Mustafa Abushagur: I’m on the side of the Libyan people. Clearly there’s a plan to have an election. But, of course, the situation in the country today is not very favourable for that. I mean, there’s a war going in the east, there are a lot of clashes around Tripoli, as it has been for the last two or three weeks. So this environment is not very suitable for any fair and free election for the Libyan people. The country needs to be stabilised first to allow for any election in the future. Elections are not a magical thing that will solve the problem. Even if we have election I don’t think it will make a big difference today.
SS: Ok, your main idea is to stabilise Libya before holding elections, but how are you going to do that? How can you stabilise Libya? It hasn’t been happening for the past few years...
MA: That’s true. It’s a very challenging situation because of the militias who took over every part of the country. They are in the east, they are in the west, they are in the south, they are everywhere. And these militias are getting support internally and also from the outside. Clearly the foreign intervention has to stop. To stop supporting these militias they should be interested in the stabilisation of the country because it’s in the best interest of everybody.

══════════════════════════════

Directive A —
Write out everything in the Libya interview from "SS: Ok, your" down to "interest of everybody.".
Directive B —
Extend the Libya interview past its last sentence.

══════════════════════════════

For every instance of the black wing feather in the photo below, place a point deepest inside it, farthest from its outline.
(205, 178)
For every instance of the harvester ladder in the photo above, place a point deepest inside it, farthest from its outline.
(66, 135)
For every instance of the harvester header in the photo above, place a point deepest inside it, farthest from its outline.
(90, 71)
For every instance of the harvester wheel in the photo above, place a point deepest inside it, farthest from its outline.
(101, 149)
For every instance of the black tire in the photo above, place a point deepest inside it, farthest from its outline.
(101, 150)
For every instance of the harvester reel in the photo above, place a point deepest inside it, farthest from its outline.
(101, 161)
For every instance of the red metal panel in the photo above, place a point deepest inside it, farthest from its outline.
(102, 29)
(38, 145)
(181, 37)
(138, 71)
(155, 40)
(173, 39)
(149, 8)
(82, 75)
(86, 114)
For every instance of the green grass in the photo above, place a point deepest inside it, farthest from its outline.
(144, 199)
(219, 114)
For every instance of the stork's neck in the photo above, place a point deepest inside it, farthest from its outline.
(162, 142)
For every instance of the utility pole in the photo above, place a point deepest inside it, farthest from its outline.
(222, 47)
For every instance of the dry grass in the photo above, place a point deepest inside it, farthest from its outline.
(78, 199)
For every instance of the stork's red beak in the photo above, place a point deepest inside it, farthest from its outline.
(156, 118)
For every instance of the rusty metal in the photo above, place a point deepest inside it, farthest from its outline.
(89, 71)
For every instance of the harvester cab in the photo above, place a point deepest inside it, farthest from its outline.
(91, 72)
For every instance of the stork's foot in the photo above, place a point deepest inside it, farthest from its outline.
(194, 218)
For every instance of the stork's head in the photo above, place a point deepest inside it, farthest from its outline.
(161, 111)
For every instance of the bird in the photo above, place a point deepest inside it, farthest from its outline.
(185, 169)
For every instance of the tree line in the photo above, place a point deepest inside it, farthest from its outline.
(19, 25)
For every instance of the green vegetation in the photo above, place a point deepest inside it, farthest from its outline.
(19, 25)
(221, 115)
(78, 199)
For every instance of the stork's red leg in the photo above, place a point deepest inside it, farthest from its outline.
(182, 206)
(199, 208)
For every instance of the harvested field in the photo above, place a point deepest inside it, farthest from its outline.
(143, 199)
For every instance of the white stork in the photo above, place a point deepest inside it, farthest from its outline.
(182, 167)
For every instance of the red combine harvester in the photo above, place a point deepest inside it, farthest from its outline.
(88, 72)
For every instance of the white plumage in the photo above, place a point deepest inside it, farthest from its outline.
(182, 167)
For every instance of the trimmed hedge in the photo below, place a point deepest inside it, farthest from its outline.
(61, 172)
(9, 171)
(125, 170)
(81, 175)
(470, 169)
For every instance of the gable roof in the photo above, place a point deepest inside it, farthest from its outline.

══════════════════════════════

Response A —
SS: Ok, your main idea is to stabilise Libya before holding elections, but how are you going to do that? How can you stabilise Libya? It hasn’t been happening for the past few years...
MA: That’s true. It’s a very challenging situation because of the militias who took over every part of the country. They are in the east, they are in the west, they are in the south, they are everywhere. And these militias are getting support internally and also from the outside. Clearly the foreign intervention has to stop. To stop supporting these militias they should be interested in the stabilisation of the country because it’s in the best interest of everybody.

Response B —
SS: Speaking of militias, the report from Atlantic Council says that there are at least 20 million weapons to the six million inhabitants - a huge number, - that’s despite the UN ban on arms exports to Libya. The conflicting militia groups seem to operate without paying attention to what the Tripoli government thinks. Does the government in Tripoli have any real power on the ground if they can’t control these things?
MA: I don’t believe thateither of the governments - clearly the government in Tripoli which is the Government of National Accord has no power on the ground or whatsoever to be able to do that. But I think there’s a lot of public pressure today on those militias because people are fed up with them, and also because of what’s been going on in the last couple of weeks. So the government itself doesn’t have much power, it has one power in its hands which is the power of money and wealth. And they have used it over the last three years to protect themselves. Unfortunately, the government submitted its wealth to the militias. That’s the problem. Well, the number of weapons in the country - I mean, who knows, there can be 20 million, there can be more than that. But most of these weapons were inherited from the former regime. Clearly before the regime collapsed they opened all the depos for the military, so, of course, they have them. Plus, there are some countries (even though, as you said, there’s an UN embargo) that still bring weapons in. They come from Egypt, The United Arab Emirates and some other places. And, of course, there’s a very dangerous situation.
SS: The GNA has announced the formation of the Joint Force that is supposed to establish some kind of order in the city of Tripoli. What are its chances? Why do you think (if you think) it will succeed?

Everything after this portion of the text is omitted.